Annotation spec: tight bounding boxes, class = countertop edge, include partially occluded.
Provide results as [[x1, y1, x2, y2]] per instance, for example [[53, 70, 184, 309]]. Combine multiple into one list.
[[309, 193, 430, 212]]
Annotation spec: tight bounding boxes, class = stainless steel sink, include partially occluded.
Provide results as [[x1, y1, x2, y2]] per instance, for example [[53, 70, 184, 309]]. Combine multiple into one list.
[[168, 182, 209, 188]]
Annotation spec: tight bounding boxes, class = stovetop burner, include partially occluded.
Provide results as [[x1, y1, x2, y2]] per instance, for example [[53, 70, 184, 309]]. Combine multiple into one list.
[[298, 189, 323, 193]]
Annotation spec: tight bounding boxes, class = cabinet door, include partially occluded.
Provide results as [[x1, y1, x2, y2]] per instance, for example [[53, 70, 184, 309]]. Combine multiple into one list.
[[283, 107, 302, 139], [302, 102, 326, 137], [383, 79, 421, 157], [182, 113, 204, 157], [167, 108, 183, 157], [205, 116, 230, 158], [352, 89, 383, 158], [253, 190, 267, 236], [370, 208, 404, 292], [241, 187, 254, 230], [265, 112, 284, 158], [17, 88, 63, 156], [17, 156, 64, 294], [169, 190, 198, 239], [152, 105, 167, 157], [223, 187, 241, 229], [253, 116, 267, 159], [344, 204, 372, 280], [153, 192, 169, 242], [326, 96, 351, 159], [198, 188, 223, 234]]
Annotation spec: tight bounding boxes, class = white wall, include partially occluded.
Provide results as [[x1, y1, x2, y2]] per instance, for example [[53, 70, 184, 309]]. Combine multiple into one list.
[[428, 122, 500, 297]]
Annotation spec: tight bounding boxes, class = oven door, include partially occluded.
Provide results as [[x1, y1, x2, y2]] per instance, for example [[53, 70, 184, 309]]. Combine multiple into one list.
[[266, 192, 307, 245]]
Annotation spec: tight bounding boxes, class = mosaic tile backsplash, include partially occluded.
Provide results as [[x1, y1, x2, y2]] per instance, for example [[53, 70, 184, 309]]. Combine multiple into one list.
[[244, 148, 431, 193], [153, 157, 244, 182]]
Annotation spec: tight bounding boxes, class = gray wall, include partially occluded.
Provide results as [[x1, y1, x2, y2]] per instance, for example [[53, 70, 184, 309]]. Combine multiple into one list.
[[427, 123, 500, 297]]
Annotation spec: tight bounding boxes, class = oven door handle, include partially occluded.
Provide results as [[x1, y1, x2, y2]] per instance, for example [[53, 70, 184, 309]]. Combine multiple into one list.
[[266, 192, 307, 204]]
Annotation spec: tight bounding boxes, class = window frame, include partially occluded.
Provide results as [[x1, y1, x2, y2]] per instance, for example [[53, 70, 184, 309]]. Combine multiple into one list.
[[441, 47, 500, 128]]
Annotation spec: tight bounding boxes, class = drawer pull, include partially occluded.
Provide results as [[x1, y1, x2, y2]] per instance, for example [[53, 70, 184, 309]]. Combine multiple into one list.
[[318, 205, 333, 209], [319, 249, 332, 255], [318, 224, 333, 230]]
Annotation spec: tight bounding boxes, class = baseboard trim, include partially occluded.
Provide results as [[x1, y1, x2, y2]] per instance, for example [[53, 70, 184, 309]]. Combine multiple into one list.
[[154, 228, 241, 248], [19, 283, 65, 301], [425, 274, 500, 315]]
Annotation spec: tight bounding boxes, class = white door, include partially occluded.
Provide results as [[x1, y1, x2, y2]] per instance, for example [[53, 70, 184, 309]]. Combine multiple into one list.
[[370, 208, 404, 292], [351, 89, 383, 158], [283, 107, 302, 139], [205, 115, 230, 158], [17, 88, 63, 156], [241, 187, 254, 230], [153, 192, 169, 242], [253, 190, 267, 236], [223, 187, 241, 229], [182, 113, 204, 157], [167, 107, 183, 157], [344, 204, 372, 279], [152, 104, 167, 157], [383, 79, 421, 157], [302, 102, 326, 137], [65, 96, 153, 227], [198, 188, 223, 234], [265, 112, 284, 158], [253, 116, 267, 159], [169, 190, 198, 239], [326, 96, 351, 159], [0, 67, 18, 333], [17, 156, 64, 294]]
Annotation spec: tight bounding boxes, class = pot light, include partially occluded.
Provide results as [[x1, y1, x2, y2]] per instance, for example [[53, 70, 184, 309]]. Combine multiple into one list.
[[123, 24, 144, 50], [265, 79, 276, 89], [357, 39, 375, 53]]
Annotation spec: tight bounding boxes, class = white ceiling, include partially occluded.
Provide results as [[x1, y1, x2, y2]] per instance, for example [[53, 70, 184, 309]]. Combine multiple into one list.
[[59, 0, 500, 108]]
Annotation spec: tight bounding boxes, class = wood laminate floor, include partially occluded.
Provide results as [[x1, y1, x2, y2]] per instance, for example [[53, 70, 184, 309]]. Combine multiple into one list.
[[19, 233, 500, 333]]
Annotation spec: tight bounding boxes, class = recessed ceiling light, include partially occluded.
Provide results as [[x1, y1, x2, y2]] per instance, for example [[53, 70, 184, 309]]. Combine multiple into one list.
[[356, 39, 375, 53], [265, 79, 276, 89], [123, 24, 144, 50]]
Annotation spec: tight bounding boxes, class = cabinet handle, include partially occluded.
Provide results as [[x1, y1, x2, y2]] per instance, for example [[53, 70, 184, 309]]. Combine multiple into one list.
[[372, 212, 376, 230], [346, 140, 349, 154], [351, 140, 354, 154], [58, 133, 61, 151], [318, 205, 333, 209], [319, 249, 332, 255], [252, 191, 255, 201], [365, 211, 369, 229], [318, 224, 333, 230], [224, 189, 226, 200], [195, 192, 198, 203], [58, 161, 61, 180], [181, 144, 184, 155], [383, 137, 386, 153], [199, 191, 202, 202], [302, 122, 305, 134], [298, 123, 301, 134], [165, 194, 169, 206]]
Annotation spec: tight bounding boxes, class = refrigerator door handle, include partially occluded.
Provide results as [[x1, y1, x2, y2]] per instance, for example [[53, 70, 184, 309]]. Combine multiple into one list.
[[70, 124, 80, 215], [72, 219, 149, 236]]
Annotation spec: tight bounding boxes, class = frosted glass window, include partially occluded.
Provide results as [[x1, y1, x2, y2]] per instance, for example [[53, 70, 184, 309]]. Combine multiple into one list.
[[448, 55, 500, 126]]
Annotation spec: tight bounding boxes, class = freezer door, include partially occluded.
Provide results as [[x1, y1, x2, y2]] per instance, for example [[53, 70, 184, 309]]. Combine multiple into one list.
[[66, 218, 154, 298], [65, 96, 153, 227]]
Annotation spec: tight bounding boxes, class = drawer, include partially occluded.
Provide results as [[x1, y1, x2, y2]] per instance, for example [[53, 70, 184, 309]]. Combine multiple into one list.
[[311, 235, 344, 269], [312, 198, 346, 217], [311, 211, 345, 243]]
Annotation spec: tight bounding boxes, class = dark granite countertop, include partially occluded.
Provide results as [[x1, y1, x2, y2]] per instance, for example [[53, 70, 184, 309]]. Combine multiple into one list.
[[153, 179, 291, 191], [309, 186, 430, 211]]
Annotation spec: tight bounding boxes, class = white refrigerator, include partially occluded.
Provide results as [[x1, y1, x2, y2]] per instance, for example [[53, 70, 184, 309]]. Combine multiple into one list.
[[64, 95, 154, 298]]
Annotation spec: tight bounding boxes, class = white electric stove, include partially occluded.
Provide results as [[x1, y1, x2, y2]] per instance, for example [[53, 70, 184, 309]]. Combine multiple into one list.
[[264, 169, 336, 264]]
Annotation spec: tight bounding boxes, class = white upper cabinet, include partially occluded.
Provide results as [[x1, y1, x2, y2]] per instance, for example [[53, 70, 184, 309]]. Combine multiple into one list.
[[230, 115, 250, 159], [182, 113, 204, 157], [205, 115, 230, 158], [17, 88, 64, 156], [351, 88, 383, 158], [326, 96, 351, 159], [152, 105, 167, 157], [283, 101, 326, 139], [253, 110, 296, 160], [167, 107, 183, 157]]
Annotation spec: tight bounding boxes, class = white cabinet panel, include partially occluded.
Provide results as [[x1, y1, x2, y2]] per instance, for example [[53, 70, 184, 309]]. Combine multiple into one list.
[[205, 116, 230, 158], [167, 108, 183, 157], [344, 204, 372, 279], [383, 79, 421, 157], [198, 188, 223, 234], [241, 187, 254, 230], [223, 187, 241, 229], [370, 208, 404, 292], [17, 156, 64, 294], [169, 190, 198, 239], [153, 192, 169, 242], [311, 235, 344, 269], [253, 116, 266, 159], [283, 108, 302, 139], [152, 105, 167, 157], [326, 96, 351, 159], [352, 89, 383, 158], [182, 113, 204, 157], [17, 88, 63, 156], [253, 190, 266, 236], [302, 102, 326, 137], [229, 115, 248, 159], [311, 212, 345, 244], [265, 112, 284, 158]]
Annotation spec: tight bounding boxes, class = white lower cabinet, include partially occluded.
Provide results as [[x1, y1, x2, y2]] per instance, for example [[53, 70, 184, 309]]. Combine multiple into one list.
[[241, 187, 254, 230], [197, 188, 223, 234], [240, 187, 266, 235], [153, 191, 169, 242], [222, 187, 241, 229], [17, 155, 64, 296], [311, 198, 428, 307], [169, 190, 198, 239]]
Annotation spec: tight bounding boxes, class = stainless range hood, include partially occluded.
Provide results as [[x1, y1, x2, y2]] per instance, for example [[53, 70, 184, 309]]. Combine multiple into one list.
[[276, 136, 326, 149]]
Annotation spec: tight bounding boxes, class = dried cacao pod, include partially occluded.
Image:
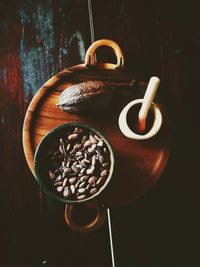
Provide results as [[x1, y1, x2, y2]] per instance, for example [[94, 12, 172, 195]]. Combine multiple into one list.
[[57, 81, 113, 114]]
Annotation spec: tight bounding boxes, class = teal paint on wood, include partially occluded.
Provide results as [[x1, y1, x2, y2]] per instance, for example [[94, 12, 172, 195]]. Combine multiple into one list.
[[75, 30, 86, 62], [69, 30, 86, 62], [19, 0, 56, 98], [19, 0, 86, 99]]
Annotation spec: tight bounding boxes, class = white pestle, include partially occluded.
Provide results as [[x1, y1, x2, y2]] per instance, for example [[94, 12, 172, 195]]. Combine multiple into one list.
[[137, 76, 160, 132]]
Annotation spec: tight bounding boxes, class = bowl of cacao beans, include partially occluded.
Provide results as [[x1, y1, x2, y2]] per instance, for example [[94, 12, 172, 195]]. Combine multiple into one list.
[[34, 123, 114, 204]]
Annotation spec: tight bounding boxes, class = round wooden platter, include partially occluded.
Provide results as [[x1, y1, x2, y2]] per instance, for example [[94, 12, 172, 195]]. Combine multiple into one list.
[[23, 64, 171, 208]]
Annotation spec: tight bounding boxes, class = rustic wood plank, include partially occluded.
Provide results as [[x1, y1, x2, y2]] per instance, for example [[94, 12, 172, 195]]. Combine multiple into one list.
[[0, 1, 43, 266], [91, 0, 199, 266], [0, 1, 112, 266], [92, 0, 162, 75]]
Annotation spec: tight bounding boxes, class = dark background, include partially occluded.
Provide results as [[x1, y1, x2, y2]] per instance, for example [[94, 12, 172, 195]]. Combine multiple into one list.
[[0, 0, 199, 266]]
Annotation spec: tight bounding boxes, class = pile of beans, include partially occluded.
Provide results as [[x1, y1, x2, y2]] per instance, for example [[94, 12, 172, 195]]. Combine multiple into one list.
[[47, 126, 111, 201]]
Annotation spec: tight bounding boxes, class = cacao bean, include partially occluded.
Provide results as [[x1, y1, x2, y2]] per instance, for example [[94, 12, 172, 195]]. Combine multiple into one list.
[[86, 165, 95, 175], [79, 181, 86, 188], [90, 188, 98, 195], [88, 176, 98, 185], [56, 186, 63, 192], [74, 127, 83, 134], [68, 133, 78, 141], [89, 135, 98, 144], [97, 140, 104, 147], [70, 185, 76, 194], [63, 178, 68, 187], [69, 177, 77, 184], [54, 181, 62, 186], [80, 175, 89, 182], [102, 163, 109, 169], [101, 169, 108, 177], [78, 188, 86, 194], [77, 195, 86, 200], [55, 175, 62, 182], [99, 155, 104, 164], [84, 140, 92, 148], [97, 176, 106, 187], [63, 187, 71, 198]]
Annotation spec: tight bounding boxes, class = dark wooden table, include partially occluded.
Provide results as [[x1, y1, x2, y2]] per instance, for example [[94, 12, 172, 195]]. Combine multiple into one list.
[[0, 1, 199, 266]]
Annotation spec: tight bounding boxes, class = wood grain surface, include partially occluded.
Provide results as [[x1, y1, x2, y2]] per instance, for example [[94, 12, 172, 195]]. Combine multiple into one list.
[[22, 64, 171, 208], [0, 0, 199, 266]]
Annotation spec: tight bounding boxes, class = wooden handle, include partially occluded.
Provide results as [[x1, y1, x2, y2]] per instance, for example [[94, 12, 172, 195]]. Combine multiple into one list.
[[64, 203, 106, 233], [85, 39, 124, 69]]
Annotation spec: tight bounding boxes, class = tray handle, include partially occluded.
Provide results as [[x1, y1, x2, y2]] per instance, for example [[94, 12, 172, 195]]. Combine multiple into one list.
[[85, 39, 124, 70], [64, 203, 106, 233]]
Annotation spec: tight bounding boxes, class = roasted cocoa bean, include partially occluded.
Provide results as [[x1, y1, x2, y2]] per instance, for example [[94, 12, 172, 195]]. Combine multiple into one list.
[[75, 181, 81, 188], [69, 177, 77, 184], [80, 168, 86, 174], [59, 145, 64, 154], [80, 175, 89, 182], [88, 176, 98, 185], [63, 187, 71, 198], [59, 138, 65, 145], [54, 181, 62, 186], [55, 175, 62, 182], [67, 143, 71, 151], [86, 184, 90, 190], [77, 195, 86, 200], [63, 167, 72, 175], [63, 178, 68, 187], [89, 135, 98, 144], [68, 133, 78, 141], [97, 140, 104, 147], [71, 165, 79, 173], [99, 155, 104, 164], [79, 181, 86, 188], [94, 134, 101, 141], [81, 135, 88, 144], [90, 188, 98, 195], [97, 176, 106, 187], [102, 163, 109, 169], [91, 156, 96, 166], [101, 170, 108, 177], [74, 127, 83, 134], [88, 147, 95, 153], [66, 161, 72, 168], [76, 151, 83, 157], [56, 186, 63, 192], [78, 188, 86, 194], [77, 155, 84, 161], [84, 140, 92, 148], [70, 184, 76, 194], [86, 166, 95, 175]]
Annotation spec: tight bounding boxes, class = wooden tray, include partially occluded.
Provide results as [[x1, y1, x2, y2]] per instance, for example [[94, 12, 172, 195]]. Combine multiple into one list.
[[23, 40, 171, 208]]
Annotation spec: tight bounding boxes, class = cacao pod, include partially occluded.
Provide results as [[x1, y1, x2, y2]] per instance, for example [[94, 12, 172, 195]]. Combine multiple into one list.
[[57, 81, 113, 114]]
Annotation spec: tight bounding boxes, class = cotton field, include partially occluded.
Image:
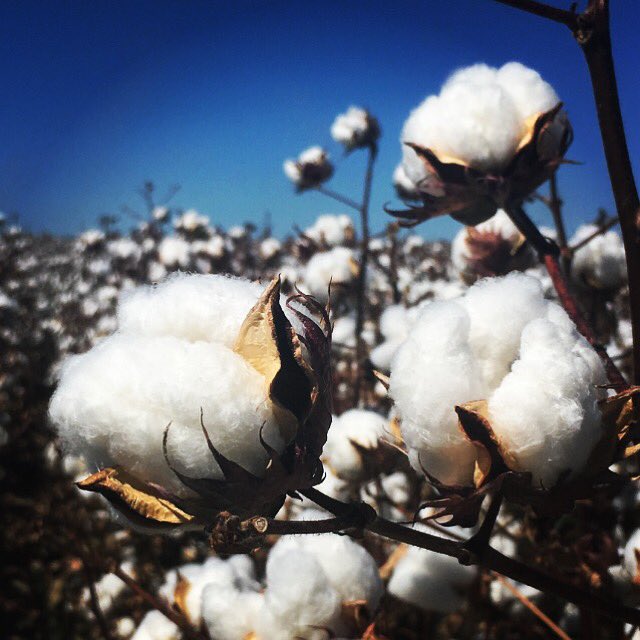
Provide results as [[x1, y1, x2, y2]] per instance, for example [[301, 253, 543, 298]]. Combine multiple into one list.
[[4, 3, 640, 639]]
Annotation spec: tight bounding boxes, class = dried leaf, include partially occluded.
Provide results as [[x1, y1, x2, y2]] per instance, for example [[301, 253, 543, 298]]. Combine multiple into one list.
[[77, 467, 197, 528], [600, 386, 640, 439]]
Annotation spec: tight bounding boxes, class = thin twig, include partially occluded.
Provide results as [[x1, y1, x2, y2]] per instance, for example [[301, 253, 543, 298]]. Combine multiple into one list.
[[80, 551, 115, 640], [492, 0, 578, 28], [569, 216, 620, 253], [315, 186, 362, 212]]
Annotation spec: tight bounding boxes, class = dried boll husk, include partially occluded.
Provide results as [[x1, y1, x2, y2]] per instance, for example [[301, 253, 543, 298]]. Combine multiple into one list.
[[74, 276, 333, 531]]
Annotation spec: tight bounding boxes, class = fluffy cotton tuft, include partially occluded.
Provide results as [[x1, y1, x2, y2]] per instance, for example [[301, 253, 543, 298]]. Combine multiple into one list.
[[131, 611, 179, 640], [283, 146, 334, 190], [331, 106, 380, 150], [623, 529, 640, 578], [401, 62, 559, 184], [174, 209, 210, 233], [570, 224, 627, 290], [322, 409, 389, 481], [393, 163, 420, 201], [49, 274, 292, 495], [389, 273, 607, 487], [388, 535, 476, 613], [157, 236, 191, 268], [303, 247, 357, 299]]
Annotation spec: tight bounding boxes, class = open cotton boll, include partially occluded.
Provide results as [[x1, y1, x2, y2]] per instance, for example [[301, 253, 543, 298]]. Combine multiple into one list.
[[259, 237, 282, 260], [401, 62, 559, 180], [157, 236, 191, 268], [49, 274, 296, 498], [283, 146, 333, 191], [332, 315, 356, 348], [303, 247, 357, 300], [304, 214, 355, 247], [570, 224, 627, 290], [174, 209, 209, 233], [331, 106, 380, 151], [388, 537, 476, 613], [370, 305, 421, 372], [82, 561, 134, 613], [108, 238, 142, 262], [389, 273, 607, 488], [322, 409, 388, 481], [257, 549, 343, 640], [131, 611, 179, 640]]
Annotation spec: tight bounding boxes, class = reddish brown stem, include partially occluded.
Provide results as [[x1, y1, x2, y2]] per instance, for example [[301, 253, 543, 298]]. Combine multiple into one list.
[[493, 0, 578, 27]]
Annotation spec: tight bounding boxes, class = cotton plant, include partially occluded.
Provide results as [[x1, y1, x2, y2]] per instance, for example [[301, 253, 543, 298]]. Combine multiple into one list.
[[49, 273, 332, 530], [283, 146, 334, 192]]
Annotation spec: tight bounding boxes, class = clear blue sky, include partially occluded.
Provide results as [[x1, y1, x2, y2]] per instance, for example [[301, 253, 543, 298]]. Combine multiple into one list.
[[2, 0, 639, 239]]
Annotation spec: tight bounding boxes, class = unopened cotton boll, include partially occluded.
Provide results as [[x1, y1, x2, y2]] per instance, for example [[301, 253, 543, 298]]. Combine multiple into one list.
[[322, 409, 388, 481], [451, 209, 534, 282], [49, 274, 292, 496], [157, 236, 190, 268], [570, 224, 627, 290], [388, 535, 476, 613], [284, 146, 334, 191], [331, 106, 380, 151], [304, 214, 355, 247], [303, 247, 357, 299], [389, 273, 607, 488]]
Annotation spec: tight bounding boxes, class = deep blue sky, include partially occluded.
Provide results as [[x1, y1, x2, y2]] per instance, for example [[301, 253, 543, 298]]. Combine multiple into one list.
[[2, 0, 639, 239]]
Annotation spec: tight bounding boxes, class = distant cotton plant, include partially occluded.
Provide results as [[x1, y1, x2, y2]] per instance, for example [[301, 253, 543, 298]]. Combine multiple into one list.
[[302, 246, 358, 299], [570, 223, 627, 290], [389, 273, 607, 490], [331, 106, 380, 151], [451, 209, 536, 283], [49, 273, 332, 530], [283, 146, 334, 191], [173, 209, 210, 236], [394, 62, 571, 226], [157, 236, 191, 269]]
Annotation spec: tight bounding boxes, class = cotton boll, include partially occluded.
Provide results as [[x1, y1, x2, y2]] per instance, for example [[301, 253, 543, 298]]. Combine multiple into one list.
[[322, 409, 388, 481], [157, 236, 190, 269], [304, 214, 355, 247], [108, 238, 142, 262], [389, 301, 486, 485], [258, 549, 343, 640], [152, 206, 170, 222], [49, 333, 284, 494], [401, 62, 561, 181], [303, 247, 357, 300], [131, 611, 179, 640], [570, 224, 627, 290], [174, 210, 209, 233], [331, 106, 380, 151], [332, 315, 356, 348], [82, 561, 134, 612], [117, 274, 264, 348], [259, 237, 282, 260], [283, 146, 333, 191], [388, 540, 476, 613]]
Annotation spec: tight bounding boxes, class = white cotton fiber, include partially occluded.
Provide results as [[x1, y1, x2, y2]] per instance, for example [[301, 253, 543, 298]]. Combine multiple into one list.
[[393, 163, 420, 200], [157, 236, 191, 268], [388, 537, 476, 613], [389, 273, 607, 487], [303, 247, 357, 299], [331, 106, 379, 150], [624, 529, 640, 577], [322, 409, 388, 481], [370, 305, 420, 372], [131, 611, 179, 640], [284, 146, 333, 190], [570, 224, 627, 290], [257, 549, 343, 640], [401, 62, 559, 184], [202, 587, 263, 640], [49, 274, 294, 497]]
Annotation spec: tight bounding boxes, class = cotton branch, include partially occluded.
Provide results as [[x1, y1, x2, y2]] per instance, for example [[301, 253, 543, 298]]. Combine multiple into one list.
[[296, 487, 640, 627]]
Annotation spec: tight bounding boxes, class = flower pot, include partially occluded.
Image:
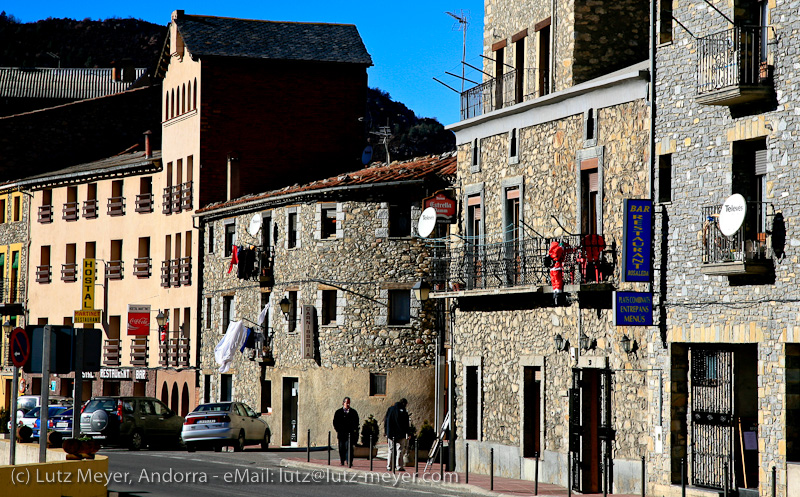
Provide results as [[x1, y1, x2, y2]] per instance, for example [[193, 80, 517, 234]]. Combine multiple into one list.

#### Prompt:
Search the data for "wooden" and list every line in which it occurs.

#### Result below:
Annotation spec: tight bounding boxes, class = round wooden platter, include partially occluded.
Annotation spec: tight bounding boxes, class = dark wooden table, include partially occluded.
Annotation spec: tight bounding boxes, class = wooden handle, include partially occluded.
Annotation spec: tight bounding boxes, class = wooden tray, include partially occluded.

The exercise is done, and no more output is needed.